Genèse 15
7 Il lui dit: «C'est moi le SEIGNEUR qui t'ai fait
sortir d'Our des Chaldéens pour te donner ce pays en possession.» -
8
«Seigneur DIEU, répondit-il, comment saurai-je que je le posséderai?»
9
Il lui dit: «Procure-moi une génisse de trois ans, une chèvre de trois ans, un
bélier de trois ans, une tourterelle et un pigeonneau.»
10
Abram lui procura tous ces animaux, les partagea par le milieu et plaça chaque
partie en face de l'autre; il ne partagea pas les oiseaux.
11
Des rapaces fondirent sur les cadavres, mais Abram les chassa.
12
Au coucher du soleil, une torpeur saisit Abram. Voici qu'une terreur et une
épaisse ténèbre tombèrent sur lui.
13
Il dit à Abram: «Sache bien que ta descendance résidera dans un pays qu'elle ne
possédera pas. On en fera des esclaves, qu'on opprimera pendant quatre cents
ans.
14
Je serai juge aussi de la nation qu'ils serviront, ils sortiront alors avec de
grands biens.
15
Toi, en paix, tu rejoindras tes pères et tu seras enseveli après une heureuse
vieillesse.
16
À la quatrième génération, ta descendance reviendra ici car l'iniquité de
l'Amorite n'a pas atteint son comble.»
17
Le soleil se coucha, et dans l'obscurité voici qu'un four fumant et une torche
de feu passèrent entre les morceaux.
18
En ce jour, le SEIGNEUR conclut une alliance avec Abram en ces termes: «C'est à
ta descendance que je donne ce pays, du fleuve d'Égypte au grand fleuve, le
fleuve Euphrate -
19
les Qénites, les Qenizzites, les Qadmonites,
20
les Hittites, les Perizzites, les Refaïtes,
21
les Amorites, les Cananéens, les Guirgashites et les Jébusites.
Méditation :
1. sur la terre
promise
Une lecture simplement géographique de ce texte nous
amène à repérer que la définition de la terre promise est pour le moins une
définition complexe. Simplement le lieu où Abram se tient, c’est le premier
lieu, le lieu où il est, une notion simple, là où mon regard porte, là où
paissent mes troupeaux.

### LISTE DES ENTRÉES:
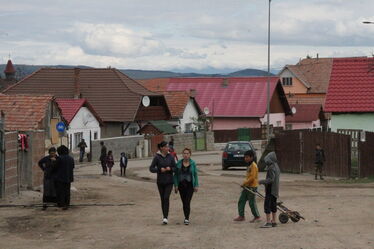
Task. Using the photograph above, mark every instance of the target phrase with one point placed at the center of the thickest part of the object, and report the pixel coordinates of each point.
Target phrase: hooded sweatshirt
(272, 174)
(161, 161)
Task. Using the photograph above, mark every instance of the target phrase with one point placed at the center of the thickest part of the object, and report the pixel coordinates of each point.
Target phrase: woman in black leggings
(186, 182)
(164, 165)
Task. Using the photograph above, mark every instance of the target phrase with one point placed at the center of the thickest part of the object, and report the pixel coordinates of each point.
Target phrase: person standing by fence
(164, 165)
(320, 159)
(186, 182)
(103, 158)
(47, 164)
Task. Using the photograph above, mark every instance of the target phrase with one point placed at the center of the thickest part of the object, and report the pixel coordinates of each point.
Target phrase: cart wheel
(296, 217)
(283, 218)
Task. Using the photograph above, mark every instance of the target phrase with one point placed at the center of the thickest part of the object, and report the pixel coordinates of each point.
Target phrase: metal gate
(2, 154)
(200, 140)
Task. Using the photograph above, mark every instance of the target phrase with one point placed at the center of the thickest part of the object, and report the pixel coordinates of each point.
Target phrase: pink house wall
(235, 123)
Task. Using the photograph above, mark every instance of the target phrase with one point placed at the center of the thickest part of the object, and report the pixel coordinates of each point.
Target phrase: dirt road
(338, 215)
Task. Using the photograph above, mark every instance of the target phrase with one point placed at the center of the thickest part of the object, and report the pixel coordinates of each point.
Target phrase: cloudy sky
(182, 35)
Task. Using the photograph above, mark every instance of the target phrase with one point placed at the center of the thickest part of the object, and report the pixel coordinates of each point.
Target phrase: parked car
(233, 154)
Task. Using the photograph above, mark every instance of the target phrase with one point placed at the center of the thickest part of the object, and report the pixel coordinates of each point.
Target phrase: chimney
(192, 93)
(225, 83)
(77, 93)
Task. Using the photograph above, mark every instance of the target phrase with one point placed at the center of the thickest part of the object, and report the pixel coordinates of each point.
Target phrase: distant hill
(25, 70)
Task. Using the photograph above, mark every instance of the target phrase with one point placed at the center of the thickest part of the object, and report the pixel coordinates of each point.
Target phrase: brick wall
(11, 181)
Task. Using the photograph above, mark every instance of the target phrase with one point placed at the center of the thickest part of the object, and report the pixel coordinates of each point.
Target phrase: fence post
(301, 162)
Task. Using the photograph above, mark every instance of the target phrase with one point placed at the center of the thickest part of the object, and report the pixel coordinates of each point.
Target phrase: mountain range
(25, 70)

### CONSIGNE DONNÉE 1:
Reformuler sous forme de liste le paragraphe de l'extrait de Genèse 15 qui commence par « Abram lui procura tous ces animaux ». Conserver ses faits principaux.
### CONSIGNE DONNÉE 2:
Poursuivre l'extrait de Genèse 15 à partir de la dernière phrase de la méditation.

### RÉPONSE ATTENDUE 1:
- Abram procure tous les animaux demandés.
- Il les partage par le milieu.
- Il place chaque partie en face de l'autre.
- Il ne partage pas les oiseaux.

### RÉPONSE ATTENDUE 2:
Mais la définition de cette terre peut être aussi une
définition beaucoup plus large, politique en quelque manière, puisque, dans la
fin de l’extrait, cette terre englobe tout le Proche Orient plus au moins la
Basse Egypte.
Et il se trouve des gens aujourd’hui encore en Israël
pour réclamer un extension de l’Etat – au titre de la Bible – qui corresponde à
cette vision politique mais aussi religieuse. Le Seigneur me l’a donné, c’est à
moi, c’est chez moi. Affirmation qui ouvre toutes grandes les portes de la
répression, de l’exclusion, voire de l’extermination.
2. la terre promise,
est-ce chez moi ?
Le problème d’une terre promise ainsi envisagée c’est que
ça ne laisse guère de place à autrui, ni d’ailleurs à aucune promesse. La terre
promise est, si l’on veut bien l’entendre, la terre toujours promise, ou la
terre de la promesse. Ce que le texte – complexe – que nous méditons énonce
ainsi : « Sache bien que ta descendance résidera dans un pays qu'elle ne possédera
pas. »
[יָדֹ֙עַ תֵּדַ֜ע כִּי־גֵ֣ר יִהְיֶ֣ה זַרְעֲךָ֗ בְּאֶ֙רֶץ֙
לֹ֣א לָהֶ֔ם]
Immédiatement après on
vous évoque l’Egypte puis l’Exode… mais c’est déjà une interprétation. Sache et
sache bien que ta descendance sera [גֵ֣ר] étrangère – ou convertie –
ou nouvelle venue – ou habitant temporairement – ou n’ayant pas de droits – dans
une terre (qui n’est) pas la sienne, ni maintenant, ni jamais.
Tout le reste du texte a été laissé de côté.